◆ **What to produce**: Each record below is to be reproduced without any change.

## Begin Record set

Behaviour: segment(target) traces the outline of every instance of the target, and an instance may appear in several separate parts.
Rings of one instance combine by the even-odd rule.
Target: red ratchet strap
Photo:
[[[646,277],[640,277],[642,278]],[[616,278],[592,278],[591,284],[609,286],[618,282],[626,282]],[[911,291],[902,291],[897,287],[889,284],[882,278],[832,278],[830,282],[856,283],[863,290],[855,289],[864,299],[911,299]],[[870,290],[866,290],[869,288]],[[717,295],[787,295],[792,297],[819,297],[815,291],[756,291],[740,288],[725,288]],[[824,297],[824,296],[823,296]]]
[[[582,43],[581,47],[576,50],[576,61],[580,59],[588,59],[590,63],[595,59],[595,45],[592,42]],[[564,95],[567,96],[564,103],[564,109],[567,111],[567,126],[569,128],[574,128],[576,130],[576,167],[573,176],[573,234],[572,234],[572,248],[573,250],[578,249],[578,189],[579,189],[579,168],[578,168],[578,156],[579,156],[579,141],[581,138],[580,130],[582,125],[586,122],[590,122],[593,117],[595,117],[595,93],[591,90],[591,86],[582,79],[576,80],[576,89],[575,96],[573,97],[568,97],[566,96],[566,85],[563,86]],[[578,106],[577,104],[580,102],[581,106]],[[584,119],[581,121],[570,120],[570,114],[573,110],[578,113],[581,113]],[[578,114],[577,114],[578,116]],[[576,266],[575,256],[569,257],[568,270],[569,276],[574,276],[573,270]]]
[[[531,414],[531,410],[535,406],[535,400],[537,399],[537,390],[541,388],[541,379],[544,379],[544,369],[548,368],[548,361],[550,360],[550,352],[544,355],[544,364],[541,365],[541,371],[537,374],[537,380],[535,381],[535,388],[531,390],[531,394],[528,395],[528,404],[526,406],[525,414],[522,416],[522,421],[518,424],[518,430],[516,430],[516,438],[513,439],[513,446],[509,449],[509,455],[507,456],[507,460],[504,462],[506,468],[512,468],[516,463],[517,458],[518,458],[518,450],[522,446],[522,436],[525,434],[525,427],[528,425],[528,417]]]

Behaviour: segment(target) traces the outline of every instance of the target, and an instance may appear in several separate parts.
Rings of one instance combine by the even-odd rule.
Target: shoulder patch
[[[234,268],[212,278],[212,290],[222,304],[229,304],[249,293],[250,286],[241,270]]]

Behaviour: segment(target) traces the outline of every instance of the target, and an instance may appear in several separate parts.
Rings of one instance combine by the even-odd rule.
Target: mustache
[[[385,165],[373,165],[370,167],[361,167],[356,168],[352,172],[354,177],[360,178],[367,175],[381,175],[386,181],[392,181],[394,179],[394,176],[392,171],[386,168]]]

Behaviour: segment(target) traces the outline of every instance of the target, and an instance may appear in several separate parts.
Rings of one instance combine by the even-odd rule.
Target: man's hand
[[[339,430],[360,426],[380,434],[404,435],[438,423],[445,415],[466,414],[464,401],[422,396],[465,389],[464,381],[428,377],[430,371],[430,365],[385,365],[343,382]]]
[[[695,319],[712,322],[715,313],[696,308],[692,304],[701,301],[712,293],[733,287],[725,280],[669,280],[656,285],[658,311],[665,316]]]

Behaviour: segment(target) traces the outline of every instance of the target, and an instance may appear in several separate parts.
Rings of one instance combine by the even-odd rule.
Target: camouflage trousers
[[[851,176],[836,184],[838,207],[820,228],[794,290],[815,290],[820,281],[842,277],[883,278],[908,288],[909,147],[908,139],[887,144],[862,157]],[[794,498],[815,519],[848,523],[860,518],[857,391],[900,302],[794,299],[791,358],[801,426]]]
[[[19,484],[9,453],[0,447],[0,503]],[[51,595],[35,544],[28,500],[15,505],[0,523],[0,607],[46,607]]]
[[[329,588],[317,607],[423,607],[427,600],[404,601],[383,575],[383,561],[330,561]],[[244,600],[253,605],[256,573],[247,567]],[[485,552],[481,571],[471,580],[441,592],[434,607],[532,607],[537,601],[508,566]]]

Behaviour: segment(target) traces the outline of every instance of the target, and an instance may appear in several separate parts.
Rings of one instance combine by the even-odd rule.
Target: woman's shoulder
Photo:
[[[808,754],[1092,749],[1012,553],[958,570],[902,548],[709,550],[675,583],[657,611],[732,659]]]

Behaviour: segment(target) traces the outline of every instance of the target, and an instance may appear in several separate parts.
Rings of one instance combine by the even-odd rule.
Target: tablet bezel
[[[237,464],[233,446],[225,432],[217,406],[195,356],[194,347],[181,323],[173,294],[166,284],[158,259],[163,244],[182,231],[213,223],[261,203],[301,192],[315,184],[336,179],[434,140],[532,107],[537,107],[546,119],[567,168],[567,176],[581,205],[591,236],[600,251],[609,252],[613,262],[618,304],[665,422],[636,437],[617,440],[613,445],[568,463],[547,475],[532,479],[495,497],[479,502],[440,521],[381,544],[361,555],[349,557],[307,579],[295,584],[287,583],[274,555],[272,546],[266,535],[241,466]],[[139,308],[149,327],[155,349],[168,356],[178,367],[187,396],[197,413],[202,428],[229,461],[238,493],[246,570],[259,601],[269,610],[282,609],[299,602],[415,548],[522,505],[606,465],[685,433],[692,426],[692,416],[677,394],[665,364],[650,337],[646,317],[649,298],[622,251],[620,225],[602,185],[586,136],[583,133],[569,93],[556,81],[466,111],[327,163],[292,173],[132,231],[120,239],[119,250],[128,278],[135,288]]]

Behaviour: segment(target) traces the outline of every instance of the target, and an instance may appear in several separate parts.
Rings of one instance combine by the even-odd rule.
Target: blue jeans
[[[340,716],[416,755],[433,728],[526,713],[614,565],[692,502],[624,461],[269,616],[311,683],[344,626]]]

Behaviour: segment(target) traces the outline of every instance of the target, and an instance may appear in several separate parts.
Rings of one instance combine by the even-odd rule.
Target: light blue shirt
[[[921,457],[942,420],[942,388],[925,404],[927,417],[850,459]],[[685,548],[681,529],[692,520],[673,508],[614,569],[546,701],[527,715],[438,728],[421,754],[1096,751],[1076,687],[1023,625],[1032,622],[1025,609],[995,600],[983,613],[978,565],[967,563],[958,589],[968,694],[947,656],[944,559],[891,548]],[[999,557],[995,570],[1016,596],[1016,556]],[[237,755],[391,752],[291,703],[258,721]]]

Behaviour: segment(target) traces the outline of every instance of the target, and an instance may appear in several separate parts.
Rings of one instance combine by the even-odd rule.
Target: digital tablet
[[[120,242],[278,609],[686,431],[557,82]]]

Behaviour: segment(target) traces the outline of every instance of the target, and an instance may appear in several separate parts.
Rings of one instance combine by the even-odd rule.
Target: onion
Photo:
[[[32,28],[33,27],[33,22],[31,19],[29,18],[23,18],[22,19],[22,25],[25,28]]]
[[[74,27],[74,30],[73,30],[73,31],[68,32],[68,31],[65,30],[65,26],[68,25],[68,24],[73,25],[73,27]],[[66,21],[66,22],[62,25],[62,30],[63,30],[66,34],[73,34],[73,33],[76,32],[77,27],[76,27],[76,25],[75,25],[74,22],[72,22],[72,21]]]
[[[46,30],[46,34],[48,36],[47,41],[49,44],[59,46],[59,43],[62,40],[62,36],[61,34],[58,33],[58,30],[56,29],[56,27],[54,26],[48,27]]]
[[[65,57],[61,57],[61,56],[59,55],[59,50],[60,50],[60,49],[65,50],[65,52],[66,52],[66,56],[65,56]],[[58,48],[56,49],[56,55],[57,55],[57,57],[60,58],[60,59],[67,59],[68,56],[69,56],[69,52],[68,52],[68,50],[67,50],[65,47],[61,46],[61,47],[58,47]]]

## End Record set

◆ **Full solution**:
Behaviour: segment(target) traces the outline of every instance of the target, and an instance may appear in several separate parts.
Rings of one instance combine by the even-odd rule.
Target: red ratchet strap
Photo:
[[[646,277],[640,277],[642,278]],[[616,278],[592,278],[591,284],[609,286],[618,282],[626,282]],[[911,291],[902,291],[897,287],[889,284],[882,278],[832,278],[830,282],[856,283],[863,290],[855,289],[864,299],[911,299]],[[870,290],[866,290],[869,288]],[[717,295],[787,295],[792,297],[819,297],[815,291],[756,291],[740,288],[725,288]],[[824,297],[824,296],[823,296]]]
[[[582,43],[581,47],[576,50],[576,61],[580,59],[588,59],[590,63],[595,59],[595,45],[592,42]],[[564,95],[567,96],[564,103],[564,109],[567,111],[567,126],[569,128],[574,128],[576,130],[576,167],[573,176],[573,234],[572,234],[572,248],[573,250],[578,249],[578,189],[579,189],[579,168],[578,168],[578,156],[579,156],[579,141],[581,138],[580,130],[582,125],[586,122],[590,122],[593,117],[595,117],[595,93],[591,90],[591,86],[582,79],[576,80],[576,89],[575,96],[573,97],[568,97],[566,96],[566,85],[563,86]],[[578,106],[577,104],[580,102],[581,106]],[[584,119],[581,121],[570,120],[570,114],[573,110],[578,113],[581,113]],[[578,114],[577,114],[578,116]],[[576,266],[575,256],[569,257],[568,270],[569,276],[574,276],[573,270]]]
[[[531,414],[531,410],[535,406],[535,400],[537,399],[537,390],[541,388],[541,379],[544,379],[544,369],[548,368],[548,361],[550,360],[550,352],[544,355],[544,364],[541,365],[541,371],[537,374],[537,380],[535,381],[535,388],[531,390],[531,394],[528,395],[528,404],[526,406],[525,414],[522,416],[522,421],[518,424],[518,430],[516,430],[516,438],[513,439],[513,446],[509,449],[509,455],[507,456],[507,460],[504,462],[506,468],[512,468],[516,463],[517,458],[518,458],[518,450],[522,446],[522,436],[525,434],[525,427],[528,425],[528,417]]]

Behaviour: segment(target) traces the outline of every instance of the target, and an instance may appear in several separate parts.
Rings of one instance combine by the even-odd rule.
Target: shoulder patch
[[[234,268],[212,278],[212,290],[222,304],[229,304],[249,293],[250,286],[241,270]]]

Behaviour: segment(target) traces the outline of every instance of the target, and an instance may appear in several separate parts.
Rings of one instance combine by the even-odd rule.
Target: mustache
[[[385,165],[373,165],[370,167],[361,167],[356,168],[352,172],[354,177],[360,178],[367,175],[381,175],[386,181],[392,181],[394,179],[394,176],[392,171],[386,168]]]

Behaviour: segment(target) traces the outline of every instance of the target, and an instance may appear in several separate parts.
Rings of one instance combine by the even-odd rule.
Target: man's hand
[[[339,430],[360,426],[380,434],[404,435],[438,423],[445,415],[466,414],[464,401],[422,396],[465,389],[464,381],[428,377],[430,371],[430,365],[385,365],[343,382]]]
[[[695,319],[712,322],[715,313],[696,308],[692,304],[701,301],[712,293],[733,287],[725,280],[669,280],[656,285],[658,311],[665,316]]]

Behaviour: segment(target) traces the outline of every instance of the target, and an instance may appear in several separate parts.
Rings of one instance combine by the even-odd rule.
Target: camouflage trousers
[[[851,176],[836,184],[838,207],[820,228],[794,290],[815,290],[820,281],[842,277],[883,278],[908,288],[909,147],[908,139],[887,144],[862,157]],[[794,498],[815,519],[848,523],[860,518],[857,391],[900,302],[794,299],[791,358],[801,426]]]
[[[19,484],[9,453],[0,447],[0,503]],[[51,595],[35,544],[28,500],[15,505],[0,523],[0,607],[46,607]]]
[[[329,588],[317,607],[423,607],[427,600],[404,601],[383,575],[383,561],[330,561]],[[244,600],[253,605],[256,573],[247,567]],[[485,552],[481,571],[471,580],[441,592],[434,607],[532,607],[537,601],[508,566]]]

Behaviour: segment(target) traces the outline of every instance of the target, and an instance may appear in several separate parts.
Rings of one instance combine by the even-odd rule.
Target: woman's shoulder
Photo:
[[[808,754],[1092,749],[1012,553],[958,570],[902,548],[709,550],[675,583],[657,611],[732,659]]]

Behaviour: segment(target) traces the outline of every instance of the target, and an instance may appear in several separate parts.
Rings of one instance combine by the even-odd rule.
Target: tablet bezel
[[[237,464],[233,446],[225,432],[217,406],[195,356],[194,347],[181,323],[173,294],[166,284],[158,259],[163,244],[182,231],[213,223],[261,203],[301,192],[315,184],[336,179],[434,140],[532,107],[537,107],[546,119],[567,168],[567,176],[581,205],[591,236],[600,251],[609,252],[613,262],[618,304],[665,422],[636,437],[617,440],[613,445],[568,463],[547,475],[532,479],[495,497],[479,502],[440,521],[381,544],[361,555],[349,557],[307,579],[295,584],[287,583],[274,555],[272,546],[266,535],[241,466]],[[139,308],[149,327],[155,349],[168,356],[178,367],[187,396],[197,413],[202,428],[229,461],[238,493],[246,570],[259,601],[269,610],[282,609],[299,602],[415,548],[522,505],[606,465],[685,433],[692,426],[692,416],[677,394],[665,364],[650,337],[646,317],[649,298],[622,251],[620,225],[602,185],[586,136],[583,133],[569,93],[556,81],[466,111],[327,163],[292,173],[132,231],[120,239],[119,250],[128,278],[135,288]]]

Behaviour: segment(target) traces the outline of every instance of the target, and an instance may appear in several separate parts.
Rings of one instance combine by the even-odd rule.
Target: blue jeans
[[[340,716],[416,755],[433,728],[526,713],[614,565],[692,502],[624,461],[269,616],[311,683],[344,626]]]

Behaviour: segment(target) traces the outline of every instance of the target, and an instance may appear in several separate parts.
Rings of one instance combine by the even-odd rule.
Target: light blue shirt
[[[921,457],[942,420],[942,388],[925,404],[927,417],[850,459]],[[685,548],[681,529],[692,520],[673,508],[614,569],[546,701],[527,715],[438,728],[421,754],[1096,751],[1076,687],[1023,625],[1032,622],[1025,609],[995,600],[983,613],[978,565],[967,563],[958,589],[968,694],[947,656],[944,559],[891,548]],[[999,557],[995,570],[1016,596],[1016,556]],[[237,755],[391,752],[291,703],[258,721]]]

Behaviour: segment(target) traces the outline of every instance of the target, and an instance may appear in several separate parts.
Rings of one instance combine by the even-odd rule.
Target: digital tablet
[[[120,242],[278,609],[686,431],[557,82]]]

Behaviour: segment(target) traces the outline of every instance of the target, and an instance may appear in several separate parts.
Rings of one instance combine by the even-odd rule.
Target: onion
Photo:
[[[32,28],[33,27],[33,22],[31,19],[29,18],[23,18],[22,19],[22,25],[25,28]]]
[[[74,27],[74,30],[73,30],[73,31],[68,32],[68,31],[65,30],[65,26],[68,25],[68,24],[73,25],[73,27]],[[66,21],[66,22],[62,25],[62,30],[63,30],[66,34],[73,34],[73,33],[76,32],[77,27],[76,27],[76,25],[75,25],[74,22],[72,22],[72,21]]]
[[[46,30],[46,34],[48,36],[47,41],[49,44],[59,46],[59,43],[62,40],[62,36],[61,34],[58,33],[58,30],[56,29],[56,27],[54,26],[48,27]]]
[[[65,57],[61,57],[61,56],[59,55],[59,50],[60,50],[60,49],[65,50],[65,52],[66,52],[66,56],[65,56]],[[58,48],[56,49],[56,55],[57,55],[57,57],[60,58],[60,59],[67,59],[68,56],[69,56],[69,52],[68,52],[68,50],[67,50],[65,47],[61,46],[61,47],[58,47]]]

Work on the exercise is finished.